**Stored records**
* Begin *

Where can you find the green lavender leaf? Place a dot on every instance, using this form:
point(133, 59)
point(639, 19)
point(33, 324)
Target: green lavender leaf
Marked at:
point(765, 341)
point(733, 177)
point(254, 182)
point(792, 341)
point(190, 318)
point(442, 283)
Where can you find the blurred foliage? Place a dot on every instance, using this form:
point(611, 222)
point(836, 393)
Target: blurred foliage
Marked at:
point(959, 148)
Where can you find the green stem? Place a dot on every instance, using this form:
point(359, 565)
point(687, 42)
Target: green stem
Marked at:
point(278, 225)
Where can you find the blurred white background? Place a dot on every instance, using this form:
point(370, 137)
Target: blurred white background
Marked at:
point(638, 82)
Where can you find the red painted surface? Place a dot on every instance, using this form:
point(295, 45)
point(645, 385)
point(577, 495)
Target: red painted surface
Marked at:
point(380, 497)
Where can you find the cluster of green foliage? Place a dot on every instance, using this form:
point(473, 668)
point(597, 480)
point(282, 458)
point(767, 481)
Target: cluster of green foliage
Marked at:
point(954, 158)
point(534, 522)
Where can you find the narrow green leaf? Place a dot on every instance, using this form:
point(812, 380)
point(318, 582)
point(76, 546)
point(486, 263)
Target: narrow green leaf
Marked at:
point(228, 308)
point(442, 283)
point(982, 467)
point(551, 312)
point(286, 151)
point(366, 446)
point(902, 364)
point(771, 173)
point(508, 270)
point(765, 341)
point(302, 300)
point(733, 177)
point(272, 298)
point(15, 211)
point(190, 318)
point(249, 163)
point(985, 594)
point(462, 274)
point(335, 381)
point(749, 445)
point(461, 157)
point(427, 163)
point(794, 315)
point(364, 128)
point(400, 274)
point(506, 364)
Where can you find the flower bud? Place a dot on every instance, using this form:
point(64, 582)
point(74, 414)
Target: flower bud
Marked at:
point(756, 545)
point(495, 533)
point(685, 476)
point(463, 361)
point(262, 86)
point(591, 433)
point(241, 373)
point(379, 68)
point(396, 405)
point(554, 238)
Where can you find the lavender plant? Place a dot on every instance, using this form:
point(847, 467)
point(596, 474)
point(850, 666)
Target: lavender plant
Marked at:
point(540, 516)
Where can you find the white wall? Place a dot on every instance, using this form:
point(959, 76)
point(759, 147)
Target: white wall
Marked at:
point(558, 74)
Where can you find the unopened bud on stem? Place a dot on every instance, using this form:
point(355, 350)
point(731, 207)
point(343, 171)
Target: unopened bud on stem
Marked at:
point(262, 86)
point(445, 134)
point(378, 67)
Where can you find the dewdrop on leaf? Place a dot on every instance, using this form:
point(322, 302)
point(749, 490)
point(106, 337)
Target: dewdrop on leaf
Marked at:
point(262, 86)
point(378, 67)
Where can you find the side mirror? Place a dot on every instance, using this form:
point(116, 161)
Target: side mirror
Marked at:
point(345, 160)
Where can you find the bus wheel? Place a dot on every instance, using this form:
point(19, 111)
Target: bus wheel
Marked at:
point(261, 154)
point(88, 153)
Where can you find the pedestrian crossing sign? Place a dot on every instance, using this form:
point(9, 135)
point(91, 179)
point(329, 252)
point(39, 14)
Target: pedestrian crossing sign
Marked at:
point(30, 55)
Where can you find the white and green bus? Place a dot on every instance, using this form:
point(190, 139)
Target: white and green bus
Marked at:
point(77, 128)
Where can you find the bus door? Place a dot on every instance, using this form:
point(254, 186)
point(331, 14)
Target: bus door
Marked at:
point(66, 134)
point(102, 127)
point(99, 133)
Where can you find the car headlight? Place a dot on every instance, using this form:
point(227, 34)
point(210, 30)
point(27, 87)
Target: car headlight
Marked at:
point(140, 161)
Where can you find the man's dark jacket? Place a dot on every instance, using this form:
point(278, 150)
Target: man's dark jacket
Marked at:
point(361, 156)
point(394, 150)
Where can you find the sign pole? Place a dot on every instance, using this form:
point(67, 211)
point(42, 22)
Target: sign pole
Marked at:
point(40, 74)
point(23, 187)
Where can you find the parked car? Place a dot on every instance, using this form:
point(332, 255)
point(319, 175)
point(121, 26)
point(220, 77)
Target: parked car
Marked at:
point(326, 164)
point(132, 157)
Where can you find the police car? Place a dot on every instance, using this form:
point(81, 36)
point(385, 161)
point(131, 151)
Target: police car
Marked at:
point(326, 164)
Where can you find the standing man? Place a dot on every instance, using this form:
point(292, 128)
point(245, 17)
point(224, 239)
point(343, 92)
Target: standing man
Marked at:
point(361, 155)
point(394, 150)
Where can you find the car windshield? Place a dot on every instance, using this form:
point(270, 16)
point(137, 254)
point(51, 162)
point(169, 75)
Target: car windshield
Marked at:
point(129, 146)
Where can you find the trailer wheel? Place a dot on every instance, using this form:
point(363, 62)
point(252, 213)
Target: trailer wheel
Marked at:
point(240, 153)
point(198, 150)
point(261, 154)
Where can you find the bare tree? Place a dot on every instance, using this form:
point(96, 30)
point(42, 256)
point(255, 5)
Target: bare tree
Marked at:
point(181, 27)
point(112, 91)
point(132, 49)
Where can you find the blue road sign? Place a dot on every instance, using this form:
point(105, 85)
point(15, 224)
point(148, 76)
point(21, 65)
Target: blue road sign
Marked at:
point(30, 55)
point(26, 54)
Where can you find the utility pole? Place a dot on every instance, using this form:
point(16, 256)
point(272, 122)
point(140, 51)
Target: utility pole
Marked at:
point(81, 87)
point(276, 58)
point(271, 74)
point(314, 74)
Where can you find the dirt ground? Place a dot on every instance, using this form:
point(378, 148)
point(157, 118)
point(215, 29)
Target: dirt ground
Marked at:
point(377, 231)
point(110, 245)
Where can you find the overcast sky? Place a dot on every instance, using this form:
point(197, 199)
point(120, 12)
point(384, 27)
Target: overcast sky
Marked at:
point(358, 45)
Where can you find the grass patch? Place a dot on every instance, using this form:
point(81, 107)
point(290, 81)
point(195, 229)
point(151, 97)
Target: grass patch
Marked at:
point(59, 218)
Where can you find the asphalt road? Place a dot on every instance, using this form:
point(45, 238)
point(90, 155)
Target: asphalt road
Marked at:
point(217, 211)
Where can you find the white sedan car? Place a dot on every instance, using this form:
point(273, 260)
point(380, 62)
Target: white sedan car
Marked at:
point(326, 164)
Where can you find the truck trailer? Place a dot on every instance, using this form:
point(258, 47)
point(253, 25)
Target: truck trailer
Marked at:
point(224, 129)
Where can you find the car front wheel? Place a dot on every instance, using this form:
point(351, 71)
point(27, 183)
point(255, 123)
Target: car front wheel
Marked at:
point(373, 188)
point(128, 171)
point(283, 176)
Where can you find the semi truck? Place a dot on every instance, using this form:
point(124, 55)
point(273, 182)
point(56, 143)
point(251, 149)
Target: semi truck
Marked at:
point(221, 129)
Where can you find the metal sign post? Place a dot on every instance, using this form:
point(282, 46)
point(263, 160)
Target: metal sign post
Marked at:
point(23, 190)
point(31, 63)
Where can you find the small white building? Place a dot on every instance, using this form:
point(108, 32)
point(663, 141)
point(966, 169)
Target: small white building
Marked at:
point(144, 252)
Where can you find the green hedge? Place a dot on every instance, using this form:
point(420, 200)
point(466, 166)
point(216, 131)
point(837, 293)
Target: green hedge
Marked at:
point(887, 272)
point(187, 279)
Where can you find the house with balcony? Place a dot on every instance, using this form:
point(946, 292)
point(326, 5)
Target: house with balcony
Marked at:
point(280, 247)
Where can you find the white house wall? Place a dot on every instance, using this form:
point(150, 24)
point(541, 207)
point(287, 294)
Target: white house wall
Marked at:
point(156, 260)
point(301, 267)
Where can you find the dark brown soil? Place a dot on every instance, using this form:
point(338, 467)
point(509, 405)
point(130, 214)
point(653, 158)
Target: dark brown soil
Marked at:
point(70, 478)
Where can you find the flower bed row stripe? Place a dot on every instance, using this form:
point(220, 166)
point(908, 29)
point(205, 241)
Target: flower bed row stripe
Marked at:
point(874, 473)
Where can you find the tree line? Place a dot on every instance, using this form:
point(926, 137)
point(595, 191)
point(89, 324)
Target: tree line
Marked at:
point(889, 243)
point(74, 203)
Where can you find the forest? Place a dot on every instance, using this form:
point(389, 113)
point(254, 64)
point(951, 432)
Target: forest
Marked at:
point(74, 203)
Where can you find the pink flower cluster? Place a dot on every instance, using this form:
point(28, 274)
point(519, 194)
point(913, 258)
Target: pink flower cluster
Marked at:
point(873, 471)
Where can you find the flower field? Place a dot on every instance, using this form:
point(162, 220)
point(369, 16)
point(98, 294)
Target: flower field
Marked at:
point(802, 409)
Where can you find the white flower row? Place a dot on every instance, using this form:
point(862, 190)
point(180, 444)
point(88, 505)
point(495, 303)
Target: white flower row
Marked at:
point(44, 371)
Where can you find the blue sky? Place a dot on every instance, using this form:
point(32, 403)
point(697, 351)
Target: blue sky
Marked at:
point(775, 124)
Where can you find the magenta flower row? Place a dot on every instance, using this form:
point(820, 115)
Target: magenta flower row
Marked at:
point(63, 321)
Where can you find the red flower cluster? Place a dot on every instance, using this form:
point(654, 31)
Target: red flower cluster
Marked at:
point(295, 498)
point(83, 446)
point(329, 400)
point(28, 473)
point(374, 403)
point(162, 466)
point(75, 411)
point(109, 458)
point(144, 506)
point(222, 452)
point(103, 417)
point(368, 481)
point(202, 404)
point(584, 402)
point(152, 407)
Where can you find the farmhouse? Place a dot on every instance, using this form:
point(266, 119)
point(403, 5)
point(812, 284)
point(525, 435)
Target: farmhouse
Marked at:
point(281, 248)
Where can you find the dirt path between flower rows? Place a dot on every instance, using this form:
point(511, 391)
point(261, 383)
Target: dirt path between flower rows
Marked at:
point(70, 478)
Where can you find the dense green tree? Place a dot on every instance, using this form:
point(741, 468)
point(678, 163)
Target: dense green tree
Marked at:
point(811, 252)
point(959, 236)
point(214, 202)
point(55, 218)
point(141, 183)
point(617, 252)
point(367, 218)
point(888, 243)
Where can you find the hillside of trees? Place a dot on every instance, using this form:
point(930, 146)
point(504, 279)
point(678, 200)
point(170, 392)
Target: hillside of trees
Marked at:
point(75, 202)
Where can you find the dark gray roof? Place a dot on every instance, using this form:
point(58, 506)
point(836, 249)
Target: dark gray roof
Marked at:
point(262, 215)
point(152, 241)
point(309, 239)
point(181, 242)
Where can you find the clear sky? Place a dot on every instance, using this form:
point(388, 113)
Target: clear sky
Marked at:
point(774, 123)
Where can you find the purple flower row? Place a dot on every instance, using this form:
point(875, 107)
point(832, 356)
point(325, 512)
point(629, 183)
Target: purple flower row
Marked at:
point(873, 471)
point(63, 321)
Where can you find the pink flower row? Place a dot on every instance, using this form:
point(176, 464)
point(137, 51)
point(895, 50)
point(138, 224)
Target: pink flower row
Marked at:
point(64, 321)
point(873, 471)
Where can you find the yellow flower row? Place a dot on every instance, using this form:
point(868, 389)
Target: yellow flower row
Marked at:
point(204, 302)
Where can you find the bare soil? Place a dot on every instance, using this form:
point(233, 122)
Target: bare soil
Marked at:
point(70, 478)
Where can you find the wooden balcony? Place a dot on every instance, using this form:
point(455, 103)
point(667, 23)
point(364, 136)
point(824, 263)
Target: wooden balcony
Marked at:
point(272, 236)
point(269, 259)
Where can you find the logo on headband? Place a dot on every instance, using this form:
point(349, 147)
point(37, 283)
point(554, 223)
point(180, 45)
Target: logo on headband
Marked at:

* End *

**Instructions to follow**
Edit the listing from the line containing "Where can you find the dirt path" through the line containing "point(888, 243)" by replacing "dense green tree" with "leafy green tree", and leave every other part of those lines unchanged.

**Task response**
Where can you find the dirt path between flower rows? Place a dot on every instance, using this form:
point(511, 391)
point(261, 383)
Target: dirt path between flower rows
Marked at:
point(70, 478)
Where can you find the leafy green tree? Place a dot on every instance, using this form:
point(741, 468)
point(678, 163)
Target: leafy green tree
Marked at:
point(811, 252)
point(959, 236)
point(214, 202)
point(55, 218)
point(141, 183)
point(617, 252)
point(367, 218)
point(888, 243)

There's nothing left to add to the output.